▶ _Text_:
--------------------------------
Showers sharper than forecast

Figure 1 – Courtesy of the BBC (Spotlight 6.55 pm on the 17 August 2017)

Today’s showers were a lot sharper than forecast by the Met Office model that was used in the BBC forecast on Spotlight yesterday evening (fig 1), with some white pixels in the weather radar, indicating intensities of >32 mm an hour (fig 2). Thankfully they were moving quickly.

Figure 2

Neither was there any mention in the forecast of any thunderstorms in any of today’s showers over the southwest of England (fig 3).

Figure 3 – Courtesy of Blitzortung

Just checking to see how they did on last nights national forecast, and again no mention of any thunderstorms (and any flashing lightning graphics), or of the intense showers indicated by the weather radar. All Darren Bett seem to be interested in was saying how cool it will be, he must have been out of the country for the last four weeks or so. All I can think is that the new Met Office model is having problem in convective situations like this, I am assuming of course that the BBC are still using Met Office NWP data at the moment!

Figure 4 – Courtesy of the BBC (weather for the week ahead)

Or did they mention this large area of very heavy rain in the afternoon over Wales in earlier forecasts. Is it only me that notices just how poor the weather forecast was?
--------------------------------
▶ _Written problem 1_:
Answer these questions about the post about the showers:
(a) What rainfall intensity do the white pixels in the weather radar indicate?
(b) Who presented the national forecast that the writer checked?
(c) Over which area was the large area of very heavy rain in the afternoon?
▶ _Written problem 2_:
Return the passage of the post about the showers, starting with "Neither was there" and going on through "at the moment!".
▶ _Written problem 3_:
Write the next part of the post about the showers, picking up after its final sentence.

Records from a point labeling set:
--------------------------------
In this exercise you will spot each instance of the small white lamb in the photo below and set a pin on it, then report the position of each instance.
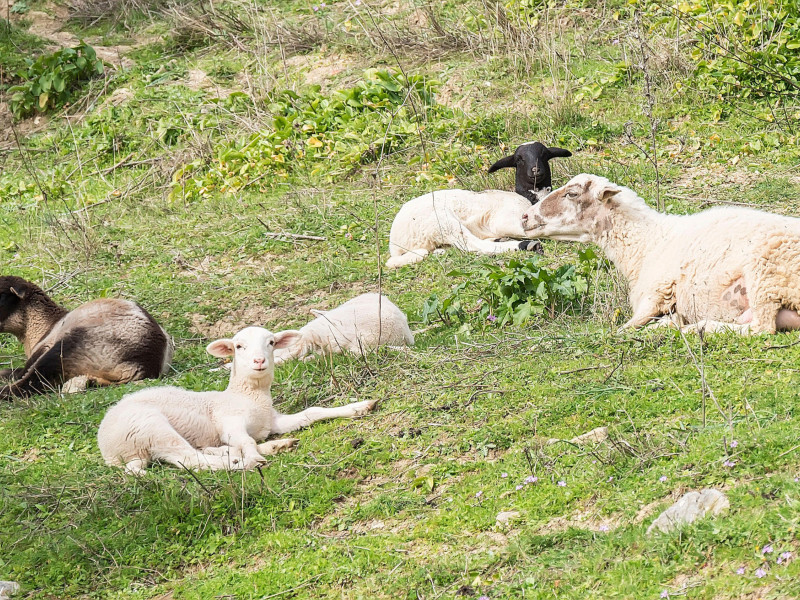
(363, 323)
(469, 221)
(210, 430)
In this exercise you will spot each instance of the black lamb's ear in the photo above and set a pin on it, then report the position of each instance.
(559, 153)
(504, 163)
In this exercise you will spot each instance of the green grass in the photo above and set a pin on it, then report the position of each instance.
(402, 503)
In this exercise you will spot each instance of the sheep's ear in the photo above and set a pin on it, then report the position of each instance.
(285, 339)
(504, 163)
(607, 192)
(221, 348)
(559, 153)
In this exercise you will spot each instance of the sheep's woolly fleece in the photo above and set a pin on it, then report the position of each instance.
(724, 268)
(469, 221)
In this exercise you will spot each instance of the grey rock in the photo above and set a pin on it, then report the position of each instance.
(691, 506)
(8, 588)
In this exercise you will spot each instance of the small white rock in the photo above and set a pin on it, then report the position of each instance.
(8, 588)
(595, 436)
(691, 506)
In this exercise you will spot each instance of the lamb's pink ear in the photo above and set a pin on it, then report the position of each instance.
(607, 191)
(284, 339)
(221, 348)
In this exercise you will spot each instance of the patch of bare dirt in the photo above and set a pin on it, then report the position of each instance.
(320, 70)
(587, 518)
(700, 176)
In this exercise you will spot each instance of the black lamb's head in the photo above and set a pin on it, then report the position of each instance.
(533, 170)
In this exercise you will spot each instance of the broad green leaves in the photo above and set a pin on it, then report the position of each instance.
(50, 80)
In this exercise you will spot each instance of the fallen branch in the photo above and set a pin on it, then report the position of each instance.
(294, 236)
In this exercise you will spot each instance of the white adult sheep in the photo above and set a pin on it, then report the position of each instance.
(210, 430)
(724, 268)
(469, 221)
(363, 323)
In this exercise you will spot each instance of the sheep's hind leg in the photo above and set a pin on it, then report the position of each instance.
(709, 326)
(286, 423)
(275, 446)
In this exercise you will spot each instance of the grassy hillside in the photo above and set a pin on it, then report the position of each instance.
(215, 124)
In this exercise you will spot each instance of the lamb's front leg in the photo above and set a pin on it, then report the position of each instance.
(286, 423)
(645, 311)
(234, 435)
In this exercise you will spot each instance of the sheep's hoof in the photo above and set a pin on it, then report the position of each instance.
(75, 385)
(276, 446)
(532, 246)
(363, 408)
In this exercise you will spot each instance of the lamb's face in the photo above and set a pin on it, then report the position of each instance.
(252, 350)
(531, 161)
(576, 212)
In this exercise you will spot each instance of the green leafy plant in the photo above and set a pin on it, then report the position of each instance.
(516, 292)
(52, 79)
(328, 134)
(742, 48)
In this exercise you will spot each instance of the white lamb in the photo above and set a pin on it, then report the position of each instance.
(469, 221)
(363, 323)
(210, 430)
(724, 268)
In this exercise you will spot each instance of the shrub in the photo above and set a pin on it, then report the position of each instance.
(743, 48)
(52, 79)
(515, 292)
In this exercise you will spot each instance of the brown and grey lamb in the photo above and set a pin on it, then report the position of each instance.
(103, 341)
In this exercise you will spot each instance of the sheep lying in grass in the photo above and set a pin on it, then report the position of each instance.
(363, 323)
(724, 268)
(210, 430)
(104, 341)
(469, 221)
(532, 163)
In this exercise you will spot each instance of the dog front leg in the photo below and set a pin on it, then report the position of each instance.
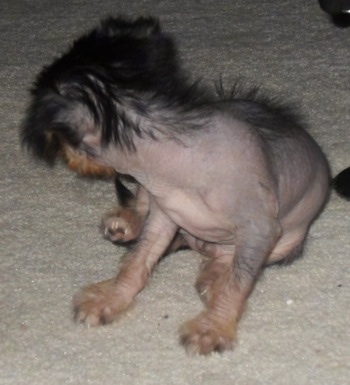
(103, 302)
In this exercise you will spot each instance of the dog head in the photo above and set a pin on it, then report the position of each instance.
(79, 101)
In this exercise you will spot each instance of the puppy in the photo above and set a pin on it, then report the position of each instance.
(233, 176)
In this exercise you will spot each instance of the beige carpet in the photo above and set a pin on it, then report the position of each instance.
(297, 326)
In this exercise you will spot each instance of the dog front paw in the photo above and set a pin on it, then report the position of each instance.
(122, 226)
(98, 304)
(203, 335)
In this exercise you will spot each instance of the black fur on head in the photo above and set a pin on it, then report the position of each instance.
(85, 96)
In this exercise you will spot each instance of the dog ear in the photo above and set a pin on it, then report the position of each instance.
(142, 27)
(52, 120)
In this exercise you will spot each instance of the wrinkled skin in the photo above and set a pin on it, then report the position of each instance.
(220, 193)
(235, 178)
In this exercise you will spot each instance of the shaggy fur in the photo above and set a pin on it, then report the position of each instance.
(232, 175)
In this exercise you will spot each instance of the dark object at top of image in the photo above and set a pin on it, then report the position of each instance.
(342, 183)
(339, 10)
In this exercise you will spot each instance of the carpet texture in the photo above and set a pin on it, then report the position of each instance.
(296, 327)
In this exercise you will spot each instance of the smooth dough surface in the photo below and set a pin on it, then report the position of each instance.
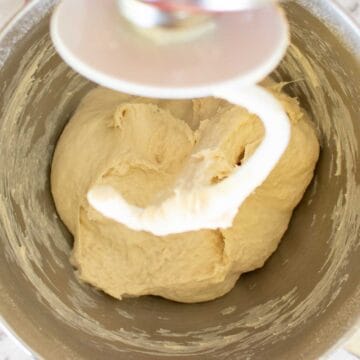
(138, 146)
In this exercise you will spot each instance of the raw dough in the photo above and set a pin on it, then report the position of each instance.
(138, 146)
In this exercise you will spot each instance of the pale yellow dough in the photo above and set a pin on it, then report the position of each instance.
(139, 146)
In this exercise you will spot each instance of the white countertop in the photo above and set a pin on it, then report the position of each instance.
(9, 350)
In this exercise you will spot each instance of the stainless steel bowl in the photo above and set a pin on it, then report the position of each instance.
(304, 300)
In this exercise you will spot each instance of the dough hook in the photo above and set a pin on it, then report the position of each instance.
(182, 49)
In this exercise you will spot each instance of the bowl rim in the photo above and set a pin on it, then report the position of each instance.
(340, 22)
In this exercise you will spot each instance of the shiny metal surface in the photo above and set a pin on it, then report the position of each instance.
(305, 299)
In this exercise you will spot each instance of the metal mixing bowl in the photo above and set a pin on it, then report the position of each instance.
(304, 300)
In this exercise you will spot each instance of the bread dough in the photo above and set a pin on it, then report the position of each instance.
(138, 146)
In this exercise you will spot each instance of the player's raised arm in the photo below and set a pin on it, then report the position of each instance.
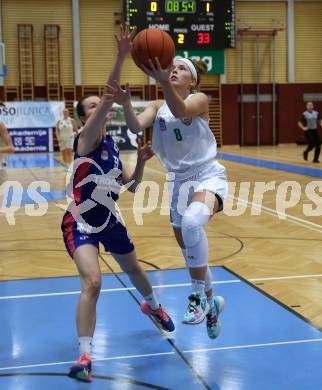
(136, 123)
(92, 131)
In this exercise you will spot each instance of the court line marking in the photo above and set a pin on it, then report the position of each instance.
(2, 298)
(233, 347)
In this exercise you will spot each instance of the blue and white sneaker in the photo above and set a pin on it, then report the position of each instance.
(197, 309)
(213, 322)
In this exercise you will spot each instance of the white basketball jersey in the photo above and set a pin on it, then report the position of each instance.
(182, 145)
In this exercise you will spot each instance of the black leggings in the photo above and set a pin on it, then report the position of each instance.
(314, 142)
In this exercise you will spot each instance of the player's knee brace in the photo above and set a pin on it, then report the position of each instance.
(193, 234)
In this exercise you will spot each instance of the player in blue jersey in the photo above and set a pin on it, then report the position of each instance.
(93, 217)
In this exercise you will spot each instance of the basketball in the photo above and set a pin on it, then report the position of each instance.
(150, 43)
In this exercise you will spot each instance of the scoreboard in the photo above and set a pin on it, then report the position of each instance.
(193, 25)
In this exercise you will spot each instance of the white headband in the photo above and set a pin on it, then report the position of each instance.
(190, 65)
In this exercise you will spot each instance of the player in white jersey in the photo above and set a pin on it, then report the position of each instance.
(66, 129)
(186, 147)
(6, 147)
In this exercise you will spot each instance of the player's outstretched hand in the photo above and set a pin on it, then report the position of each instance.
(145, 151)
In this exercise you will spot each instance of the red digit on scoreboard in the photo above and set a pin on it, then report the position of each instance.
--------------------------------
▶ _Exercise result 1_:
(a) More than 32 mm an hour.
(b) Darren Bett.
(c) Wales.

▶ _Exercise result 2_:
Neither was there any mention in the forecast of any thunderstorms in any of today’s showers over the southwest of England (fig 3).

Figure 3 – Courtesy of Blitzortung

Just checking to see how they did on last nights national forecast, and again no mention of any thunderstorms (and any flashing lightning graphics), or of the intense showers indicated by the weather radar. All Darren Bett seem to be interested in was saying how cool it will be, he must have been out of the country for the last four weeks or so. All I can think is that the new Met Office model is having problem in convective situations like this, I am assuming of course that the BBC are still using Met Office NWP data at the moment!

▶ _Exercise result 3_:
Figure 5

Observational and forecasting cloud problems

Figure 1 – Courtesy of the BBC

The Met Office seem to be having problems with both forecasting and observing just how much low cloud there is across the southwest of England again today. Although it’s cloudy across Cornwall at the moment, there is little in the way of low cloud at 09 BST over much of Devon as you can see from the visible satellite image (fig 2), and this at odds with the NWP graphics in the BBC forecast for this time (fig 1). No doubt the SC sheet will roll ENE’ward this morning and things will cloud over here, but in the meantime temperatures are around 24°C and its a lovely sunny morning. A similar clearance of cloud occurred yesterday at lunchtime, when the cloud cleared and the early afternoon was sunny, after another forecast of a mainly cloudy day from the graphics. The model does seem to overgenerate low cloud at times, and it doesn’t seem to make any difference if the base is at 2,000 or 7,000 feet.

Figure 2

The AWS the Met Office use are far from perfect either, both Exeter airport and Dunkeswell were at it again this morning overestimating how much low cloud there was. In my mind, there is absolutely no way there was 7 or 8 oktas of SC at 5,000 feet at either of these sites at 08 UTC this morning (fig 3). I can see why for safety reasons the AWS is programmed to err on the high side at an RAF station, but this is just plain misleading.

No wonder the presenters get the wrong idea about the weather across the region from observations like this. I think it might be a good idea if the Met Office introduced weather or skycams to these AWS as they did when they initially started trialling them, it’s either that or I drive down to the airport and start my observing career over again to see what’s going on.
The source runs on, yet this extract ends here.